■ Objective
Can you copy out word for word everything from the line containing "Target: tall window" down to the end of the data below?

■ Data shown
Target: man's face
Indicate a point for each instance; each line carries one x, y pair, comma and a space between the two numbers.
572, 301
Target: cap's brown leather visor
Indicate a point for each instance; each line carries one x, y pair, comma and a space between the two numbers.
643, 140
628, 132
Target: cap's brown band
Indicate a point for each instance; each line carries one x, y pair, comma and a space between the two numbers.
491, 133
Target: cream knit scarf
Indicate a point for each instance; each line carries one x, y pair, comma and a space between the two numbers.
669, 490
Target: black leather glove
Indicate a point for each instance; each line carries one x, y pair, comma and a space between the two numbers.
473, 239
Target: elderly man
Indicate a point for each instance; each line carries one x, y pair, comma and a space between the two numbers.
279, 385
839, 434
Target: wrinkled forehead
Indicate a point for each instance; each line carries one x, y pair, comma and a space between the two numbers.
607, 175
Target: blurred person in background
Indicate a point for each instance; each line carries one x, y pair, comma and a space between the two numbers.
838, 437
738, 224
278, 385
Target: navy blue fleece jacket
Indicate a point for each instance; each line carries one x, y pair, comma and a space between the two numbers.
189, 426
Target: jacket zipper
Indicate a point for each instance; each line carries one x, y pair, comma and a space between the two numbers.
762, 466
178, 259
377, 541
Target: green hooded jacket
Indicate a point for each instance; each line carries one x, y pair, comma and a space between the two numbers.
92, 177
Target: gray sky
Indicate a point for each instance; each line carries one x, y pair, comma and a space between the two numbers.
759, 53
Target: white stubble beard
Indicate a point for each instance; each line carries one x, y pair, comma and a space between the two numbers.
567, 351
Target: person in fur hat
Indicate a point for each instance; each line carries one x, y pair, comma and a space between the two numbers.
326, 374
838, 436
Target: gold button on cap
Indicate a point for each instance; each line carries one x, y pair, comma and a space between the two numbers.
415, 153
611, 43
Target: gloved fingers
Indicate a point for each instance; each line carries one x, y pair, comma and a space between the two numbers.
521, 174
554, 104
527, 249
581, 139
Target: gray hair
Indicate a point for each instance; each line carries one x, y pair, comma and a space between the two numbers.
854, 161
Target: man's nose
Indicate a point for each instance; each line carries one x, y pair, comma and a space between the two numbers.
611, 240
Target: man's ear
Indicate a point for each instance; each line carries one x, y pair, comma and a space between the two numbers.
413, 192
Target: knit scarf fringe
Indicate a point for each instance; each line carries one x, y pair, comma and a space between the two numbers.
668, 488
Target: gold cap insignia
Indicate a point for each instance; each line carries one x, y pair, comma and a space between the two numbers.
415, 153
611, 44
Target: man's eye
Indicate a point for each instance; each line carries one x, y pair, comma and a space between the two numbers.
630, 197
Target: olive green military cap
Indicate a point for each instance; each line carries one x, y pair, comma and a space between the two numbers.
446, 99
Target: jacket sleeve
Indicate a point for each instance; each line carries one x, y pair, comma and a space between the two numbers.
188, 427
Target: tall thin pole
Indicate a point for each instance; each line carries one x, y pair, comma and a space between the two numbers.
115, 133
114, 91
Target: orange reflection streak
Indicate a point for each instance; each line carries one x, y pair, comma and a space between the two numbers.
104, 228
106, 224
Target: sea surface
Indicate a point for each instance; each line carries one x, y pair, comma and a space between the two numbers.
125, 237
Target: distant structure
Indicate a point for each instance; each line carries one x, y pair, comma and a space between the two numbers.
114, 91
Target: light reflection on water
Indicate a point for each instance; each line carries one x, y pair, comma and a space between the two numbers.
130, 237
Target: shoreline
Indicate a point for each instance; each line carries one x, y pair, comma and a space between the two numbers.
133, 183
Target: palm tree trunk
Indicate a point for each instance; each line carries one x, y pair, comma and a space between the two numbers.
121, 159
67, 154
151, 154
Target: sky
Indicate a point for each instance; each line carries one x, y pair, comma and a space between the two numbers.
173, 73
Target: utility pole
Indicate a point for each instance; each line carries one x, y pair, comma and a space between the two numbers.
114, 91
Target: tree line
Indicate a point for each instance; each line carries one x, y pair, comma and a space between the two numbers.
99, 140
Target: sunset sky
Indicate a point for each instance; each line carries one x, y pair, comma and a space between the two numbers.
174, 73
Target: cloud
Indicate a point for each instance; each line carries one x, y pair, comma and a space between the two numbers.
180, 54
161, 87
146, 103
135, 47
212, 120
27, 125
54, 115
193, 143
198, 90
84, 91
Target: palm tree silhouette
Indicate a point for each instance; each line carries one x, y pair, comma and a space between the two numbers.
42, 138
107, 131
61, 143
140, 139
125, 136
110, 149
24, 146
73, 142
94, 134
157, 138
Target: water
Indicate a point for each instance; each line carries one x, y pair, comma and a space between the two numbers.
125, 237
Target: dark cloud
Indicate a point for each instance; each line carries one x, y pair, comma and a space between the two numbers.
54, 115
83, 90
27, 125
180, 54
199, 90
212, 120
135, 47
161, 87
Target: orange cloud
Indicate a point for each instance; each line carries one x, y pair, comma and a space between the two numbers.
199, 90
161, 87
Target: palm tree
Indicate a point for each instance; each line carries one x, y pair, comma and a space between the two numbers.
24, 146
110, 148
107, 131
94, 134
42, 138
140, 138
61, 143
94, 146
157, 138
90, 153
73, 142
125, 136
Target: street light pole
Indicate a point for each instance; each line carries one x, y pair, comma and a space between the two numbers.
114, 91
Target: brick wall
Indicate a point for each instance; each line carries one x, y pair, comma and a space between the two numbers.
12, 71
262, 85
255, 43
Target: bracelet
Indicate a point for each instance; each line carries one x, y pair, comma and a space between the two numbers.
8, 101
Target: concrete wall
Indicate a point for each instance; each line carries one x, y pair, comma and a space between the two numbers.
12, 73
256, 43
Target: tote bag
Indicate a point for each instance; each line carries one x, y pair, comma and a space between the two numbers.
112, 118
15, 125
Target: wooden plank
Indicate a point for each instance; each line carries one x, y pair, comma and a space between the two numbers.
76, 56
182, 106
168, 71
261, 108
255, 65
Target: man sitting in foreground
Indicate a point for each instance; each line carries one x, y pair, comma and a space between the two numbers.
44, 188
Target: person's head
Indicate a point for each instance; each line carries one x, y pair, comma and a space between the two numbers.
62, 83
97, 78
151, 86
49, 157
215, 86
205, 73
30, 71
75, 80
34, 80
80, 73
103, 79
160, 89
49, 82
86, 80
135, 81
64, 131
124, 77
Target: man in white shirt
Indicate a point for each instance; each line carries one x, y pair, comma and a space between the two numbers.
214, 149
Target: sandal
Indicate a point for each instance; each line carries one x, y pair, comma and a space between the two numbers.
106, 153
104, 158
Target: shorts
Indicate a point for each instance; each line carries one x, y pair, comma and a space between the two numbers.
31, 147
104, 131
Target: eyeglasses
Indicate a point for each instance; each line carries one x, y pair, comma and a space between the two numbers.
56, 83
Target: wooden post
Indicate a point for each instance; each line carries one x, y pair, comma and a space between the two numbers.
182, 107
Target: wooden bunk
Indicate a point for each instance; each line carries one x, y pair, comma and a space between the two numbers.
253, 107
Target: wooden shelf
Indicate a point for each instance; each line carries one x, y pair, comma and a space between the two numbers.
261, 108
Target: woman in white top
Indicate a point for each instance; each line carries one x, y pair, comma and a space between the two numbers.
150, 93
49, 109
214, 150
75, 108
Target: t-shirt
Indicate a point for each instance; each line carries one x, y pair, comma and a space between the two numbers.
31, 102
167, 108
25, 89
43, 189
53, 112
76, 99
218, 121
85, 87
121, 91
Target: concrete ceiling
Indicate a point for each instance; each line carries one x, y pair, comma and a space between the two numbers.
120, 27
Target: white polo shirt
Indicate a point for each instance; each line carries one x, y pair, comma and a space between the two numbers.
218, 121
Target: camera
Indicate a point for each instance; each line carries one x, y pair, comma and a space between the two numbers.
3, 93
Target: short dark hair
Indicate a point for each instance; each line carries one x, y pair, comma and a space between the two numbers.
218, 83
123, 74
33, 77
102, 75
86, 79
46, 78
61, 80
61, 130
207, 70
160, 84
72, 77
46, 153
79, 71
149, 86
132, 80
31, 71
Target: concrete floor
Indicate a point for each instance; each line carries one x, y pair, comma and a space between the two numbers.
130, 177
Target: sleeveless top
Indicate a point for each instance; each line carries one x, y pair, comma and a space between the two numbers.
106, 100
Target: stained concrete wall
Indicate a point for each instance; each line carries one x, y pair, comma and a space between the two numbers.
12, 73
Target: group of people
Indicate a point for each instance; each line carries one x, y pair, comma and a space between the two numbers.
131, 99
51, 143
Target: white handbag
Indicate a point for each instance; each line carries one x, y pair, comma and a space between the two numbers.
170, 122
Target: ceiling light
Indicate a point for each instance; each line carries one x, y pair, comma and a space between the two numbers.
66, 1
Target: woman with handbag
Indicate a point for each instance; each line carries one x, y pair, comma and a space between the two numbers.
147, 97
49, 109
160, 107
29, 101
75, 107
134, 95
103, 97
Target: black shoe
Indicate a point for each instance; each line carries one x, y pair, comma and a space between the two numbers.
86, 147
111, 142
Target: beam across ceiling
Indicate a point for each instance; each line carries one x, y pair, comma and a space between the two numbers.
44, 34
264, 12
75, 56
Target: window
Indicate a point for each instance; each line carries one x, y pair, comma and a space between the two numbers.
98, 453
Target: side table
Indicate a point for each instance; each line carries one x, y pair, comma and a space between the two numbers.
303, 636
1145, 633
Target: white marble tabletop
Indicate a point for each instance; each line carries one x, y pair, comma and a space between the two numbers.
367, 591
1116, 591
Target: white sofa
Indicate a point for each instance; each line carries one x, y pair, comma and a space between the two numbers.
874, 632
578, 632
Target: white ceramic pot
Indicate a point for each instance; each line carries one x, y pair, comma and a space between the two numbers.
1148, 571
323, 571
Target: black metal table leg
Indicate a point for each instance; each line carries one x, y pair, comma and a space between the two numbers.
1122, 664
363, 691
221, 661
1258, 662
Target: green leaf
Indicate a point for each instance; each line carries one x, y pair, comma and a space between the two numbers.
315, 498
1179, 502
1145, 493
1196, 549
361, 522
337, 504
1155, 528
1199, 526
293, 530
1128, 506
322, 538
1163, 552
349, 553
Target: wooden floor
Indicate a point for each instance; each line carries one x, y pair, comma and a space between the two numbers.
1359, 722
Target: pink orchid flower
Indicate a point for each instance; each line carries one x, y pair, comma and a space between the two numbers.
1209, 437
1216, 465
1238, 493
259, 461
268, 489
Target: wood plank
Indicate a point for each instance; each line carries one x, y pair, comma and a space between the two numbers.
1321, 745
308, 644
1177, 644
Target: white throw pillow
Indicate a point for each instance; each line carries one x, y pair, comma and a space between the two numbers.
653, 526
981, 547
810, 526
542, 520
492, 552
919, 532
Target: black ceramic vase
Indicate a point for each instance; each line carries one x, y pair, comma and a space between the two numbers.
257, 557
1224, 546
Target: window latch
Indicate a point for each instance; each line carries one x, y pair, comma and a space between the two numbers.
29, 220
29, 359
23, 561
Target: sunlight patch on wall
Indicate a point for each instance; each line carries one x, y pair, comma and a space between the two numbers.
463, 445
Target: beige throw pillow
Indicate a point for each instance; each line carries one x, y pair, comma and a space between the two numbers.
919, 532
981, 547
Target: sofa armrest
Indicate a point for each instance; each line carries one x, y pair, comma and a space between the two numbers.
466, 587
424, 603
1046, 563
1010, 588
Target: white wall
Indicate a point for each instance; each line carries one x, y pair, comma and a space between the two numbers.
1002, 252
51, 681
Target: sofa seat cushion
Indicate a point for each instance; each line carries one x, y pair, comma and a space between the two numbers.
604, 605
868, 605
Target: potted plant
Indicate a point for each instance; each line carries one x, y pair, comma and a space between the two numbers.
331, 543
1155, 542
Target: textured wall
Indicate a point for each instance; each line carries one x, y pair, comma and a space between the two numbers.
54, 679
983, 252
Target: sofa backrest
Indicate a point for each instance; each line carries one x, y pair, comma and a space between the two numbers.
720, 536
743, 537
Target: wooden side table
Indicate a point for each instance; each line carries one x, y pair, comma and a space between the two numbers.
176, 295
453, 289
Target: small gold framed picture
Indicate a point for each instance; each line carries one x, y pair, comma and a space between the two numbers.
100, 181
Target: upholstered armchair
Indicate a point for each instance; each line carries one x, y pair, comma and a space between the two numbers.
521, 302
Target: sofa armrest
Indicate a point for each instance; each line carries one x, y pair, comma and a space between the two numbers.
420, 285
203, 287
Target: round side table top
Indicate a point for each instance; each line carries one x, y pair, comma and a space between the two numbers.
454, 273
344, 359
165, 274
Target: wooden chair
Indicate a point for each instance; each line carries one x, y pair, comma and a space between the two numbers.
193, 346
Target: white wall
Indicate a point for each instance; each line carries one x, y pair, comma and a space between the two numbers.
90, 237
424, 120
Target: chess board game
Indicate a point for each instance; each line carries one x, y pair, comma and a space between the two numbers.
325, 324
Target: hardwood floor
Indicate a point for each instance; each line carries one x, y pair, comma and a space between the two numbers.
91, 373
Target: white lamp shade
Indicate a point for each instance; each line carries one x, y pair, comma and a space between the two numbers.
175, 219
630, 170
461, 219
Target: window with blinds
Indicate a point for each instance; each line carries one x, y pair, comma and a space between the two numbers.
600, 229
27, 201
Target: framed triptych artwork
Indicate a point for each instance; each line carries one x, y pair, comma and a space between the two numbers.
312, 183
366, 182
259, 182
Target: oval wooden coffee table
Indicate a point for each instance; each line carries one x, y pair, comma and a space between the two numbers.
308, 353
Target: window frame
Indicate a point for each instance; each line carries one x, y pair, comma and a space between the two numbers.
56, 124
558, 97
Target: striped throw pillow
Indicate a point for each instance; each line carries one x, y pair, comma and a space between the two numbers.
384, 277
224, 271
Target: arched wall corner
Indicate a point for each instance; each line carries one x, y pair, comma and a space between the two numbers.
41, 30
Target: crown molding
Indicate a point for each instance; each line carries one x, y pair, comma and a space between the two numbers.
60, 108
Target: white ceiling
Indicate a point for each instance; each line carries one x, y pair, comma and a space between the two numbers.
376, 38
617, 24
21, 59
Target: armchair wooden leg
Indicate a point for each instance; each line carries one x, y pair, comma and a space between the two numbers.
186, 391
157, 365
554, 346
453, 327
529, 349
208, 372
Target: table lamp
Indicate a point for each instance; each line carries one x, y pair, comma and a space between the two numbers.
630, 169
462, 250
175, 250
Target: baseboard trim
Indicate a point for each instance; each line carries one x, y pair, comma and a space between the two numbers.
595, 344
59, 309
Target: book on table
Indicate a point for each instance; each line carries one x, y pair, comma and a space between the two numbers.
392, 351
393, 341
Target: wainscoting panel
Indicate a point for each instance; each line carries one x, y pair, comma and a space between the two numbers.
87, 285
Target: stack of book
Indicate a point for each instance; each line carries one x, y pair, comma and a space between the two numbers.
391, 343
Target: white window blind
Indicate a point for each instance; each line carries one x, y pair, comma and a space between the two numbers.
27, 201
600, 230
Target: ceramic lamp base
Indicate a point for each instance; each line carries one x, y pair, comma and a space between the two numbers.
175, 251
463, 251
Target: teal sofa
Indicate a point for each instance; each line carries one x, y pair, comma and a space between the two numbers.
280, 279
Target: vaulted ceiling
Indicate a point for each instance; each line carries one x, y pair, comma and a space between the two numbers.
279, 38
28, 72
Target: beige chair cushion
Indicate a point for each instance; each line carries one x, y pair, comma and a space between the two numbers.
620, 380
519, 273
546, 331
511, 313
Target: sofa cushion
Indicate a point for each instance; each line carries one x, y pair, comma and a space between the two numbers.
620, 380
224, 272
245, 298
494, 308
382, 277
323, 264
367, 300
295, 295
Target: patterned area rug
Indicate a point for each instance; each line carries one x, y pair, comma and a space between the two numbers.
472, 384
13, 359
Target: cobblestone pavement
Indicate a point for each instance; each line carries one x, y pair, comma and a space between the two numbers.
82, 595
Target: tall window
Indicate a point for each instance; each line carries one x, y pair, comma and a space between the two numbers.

■ Task response
Target: tall window
Indicate a point for each instance; each line carries one x, y pair, comma and a space between the two numbers.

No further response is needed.